- _Set problem_
Put every line of the entries below into a numbered list, skipping any blank lines.

--- start Data records ---

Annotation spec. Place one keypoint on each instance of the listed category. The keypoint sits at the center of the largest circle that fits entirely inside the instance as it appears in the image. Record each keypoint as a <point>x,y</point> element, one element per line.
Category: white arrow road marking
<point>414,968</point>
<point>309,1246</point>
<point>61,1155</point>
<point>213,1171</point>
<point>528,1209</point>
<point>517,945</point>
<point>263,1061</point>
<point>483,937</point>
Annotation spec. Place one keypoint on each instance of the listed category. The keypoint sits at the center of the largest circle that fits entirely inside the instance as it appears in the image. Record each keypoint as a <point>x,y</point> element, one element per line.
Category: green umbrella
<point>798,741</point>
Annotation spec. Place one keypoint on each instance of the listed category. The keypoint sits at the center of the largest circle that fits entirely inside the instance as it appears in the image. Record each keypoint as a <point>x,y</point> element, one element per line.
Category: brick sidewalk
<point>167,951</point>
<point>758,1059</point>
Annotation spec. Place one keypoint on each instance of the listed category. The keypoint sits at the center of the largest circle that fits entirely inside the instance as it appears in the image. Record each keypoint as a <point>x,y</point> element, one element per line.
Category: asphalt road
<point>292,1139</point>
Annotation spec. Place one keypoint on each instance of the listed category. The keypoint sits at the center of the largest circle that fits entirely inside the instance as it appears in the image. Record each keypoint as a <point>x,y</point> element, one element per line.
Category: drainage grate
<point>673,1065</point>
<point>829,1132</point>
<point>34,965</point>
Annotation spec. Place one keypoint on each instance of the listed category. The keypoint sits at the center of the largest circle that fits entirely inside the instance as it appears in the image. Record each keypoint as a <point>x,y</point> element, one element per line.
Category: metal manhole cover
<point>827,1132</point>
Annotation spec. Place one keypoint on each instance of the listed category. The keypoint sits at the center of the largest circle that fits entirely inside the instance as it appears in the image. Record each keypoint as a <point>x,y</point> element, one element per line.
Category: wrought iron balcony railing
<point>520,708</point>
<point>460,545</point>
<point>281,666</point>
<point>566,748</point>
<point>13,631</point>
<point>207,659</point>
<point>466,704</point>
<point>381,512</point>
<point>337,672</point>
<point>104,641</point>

--- end Data records ---

- _Solution to this exercise_
1. Annotation spec. Place one keypoint on each instance of the listed category. The keypoint sits at the center of the largest circle that fits entirely inside the instance as it appears in the image. Record each keypoint as a <point>x,y</point> element, one element per line.
2. Category: white arrow road marking
3. <point>414,968</point>
4. <point>309,1246</point>
5. <point>61,1155</point>
6. <point>213,1171</point>
7. <point>528,1209</point>
8. <point>517,945</point>
9. <point>263,1061</point>
10. <point>483,937</point>
11. Annotation spec. Place one keypoint on each instance of the listed category. The keypoint sits at the center of the largest circle that fits entirely inside the instance as it appears in the image. Record each keypoint as a <point>x,y</point> element, one element per line.
12. Category: green umbrella
13. <point>798,741</point>
14. Annotation spec. Place one keypoint on each instance of the listed category. The keypoint sits at the center of the largest circle that fits entirely inside the instance as it appears in the image. Record each keypoint as a <point>x,y</point> element, one element per line.
15. Category: brick sidewalk
16. <point>167,951</point>
17. <point>758,1059</point>
18. Annotation spec. Place one keypoint on each instance of the listed category. The keypoint sits at the center of the largest circle that fits entirely inside the instance as it appears in the image. Record each keypoint as a <point>x,y</point> element, one element per line.
19. Category: asphalt road
20. <point>292,1139</point>
21. Annotation spec. Place one keypoint on each instance of the listed category. The keypoint sits at the center of the largest circle that fits entirely inside the instance as it appears in the image. Record each keypoint as a <point>x,y</point> element, one element per line.
22. Category: drainage grate
23. <point>673,1065</point>
24. <point>829,1132</point>
25. <point>34,965</point>
26. Annotation spec. Place one keypoint on each instance of the listed category. The keypoint sits at the center of the largest circle that fits entirely inside the instance as it appears in the image. Record each keypoint as a <point>x,y</point> element, one element per line.
27. Category: metal manhole cover
28. <point>827,1132</point>
29. Annotation spec. Place one keypoint on each instance of the listed category. The keypoint sits at the center of the largest circle that fits entirely inside the instance as it appears in the image. Record each keypoint as a <point>x,y</point> element, one element per line.
30. Category: wrought iron balcony railing
31. <point>520,708</point>
32. <point>460,545</point>
33. <point>281,666</point>
34. <point>566,748</point>
35. <point>13,631</point>
36. <point>207,659</point>
37. <point>466,704</point>
38. <point>381,512</point>
39. <point>337,672</point>
40. <point>104,641</point>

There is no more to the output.